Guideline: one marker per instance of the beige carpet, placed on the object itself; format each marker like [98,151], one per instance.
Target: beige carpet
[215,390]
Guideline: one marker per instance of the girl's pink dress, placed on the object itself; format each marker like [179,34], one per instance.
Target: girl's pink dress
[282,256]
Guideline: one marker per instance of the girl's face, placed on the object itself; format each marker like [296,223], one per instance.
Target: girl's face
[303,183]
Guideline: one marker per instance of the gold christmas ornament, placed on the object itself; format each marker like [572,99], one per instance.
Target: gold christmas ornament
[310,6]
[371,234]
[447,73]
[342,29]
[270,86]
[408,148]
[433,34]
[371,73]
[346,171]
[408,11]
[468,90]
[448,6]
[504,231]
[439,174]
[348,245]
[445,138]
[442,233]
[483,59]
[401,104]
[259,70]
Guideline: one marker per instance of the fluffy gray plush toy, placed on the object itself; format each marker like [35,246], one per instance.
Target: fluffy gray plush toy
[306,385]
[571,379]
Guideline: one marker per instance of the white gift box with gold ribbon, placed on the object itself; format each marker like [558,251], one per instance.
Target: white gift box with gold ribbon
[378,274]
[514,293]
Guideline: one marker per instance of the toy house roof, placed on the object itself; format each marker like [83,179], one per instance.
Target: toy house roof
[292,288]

◇ ◇ ◇ ◇

Given task:
Your task is to repeat each line of the material exactly.

Written solution:
Guideline: one marker per instance of the beige carpet, placed on the object itself; format each marker like [98,151], one per instance.
Target: beige carpet
[215,390]
Guideline: one marker per instance of the girl's pink dress, placed on the object itself; format each marker like [179,34], one per instance.
Target: girl's pink dress
[282,256]
Guideline: one marker per instance of the girl's face, placed on the object itself; format each marker like [296,223], one per instance.
Target: girl's face
[303,183]
Guideline: one marker per instance of the gold christmas ornament, placed on the object itself; format each marker like [572,99], one per instance.
Target: gold christmas ornament
[310,6]
[371,234]
[447,73]
[342,29]
[270,86]
[408,148]
[433,34]
[371,73]
[346,171]
[408,11]
[468,90]
[448,6]
[504,231]
[439,174]
[348,245]
[445,138]
[442,233]
[483,59]
[401,104]
[259,70]
Guideline: one marker per instance of the fluffy gray plush toy, placed on the object itself; format each marker like [35,246], one per instance.
Target: fluffy gray plush toy
[306,385]
[571,379]
Guideline: one marker per instance of the white gift box with gold ribbon, placed on the object itself; format each marker like [558,251], one per instance.
Target: white gift box with gold ribbon
[378,274]
[514,293]
Guideline: one marker per instance of the toy house roof, placed on the object itself; format each marker like [83,179], one per instance.
Target: toy house roof
[292,288]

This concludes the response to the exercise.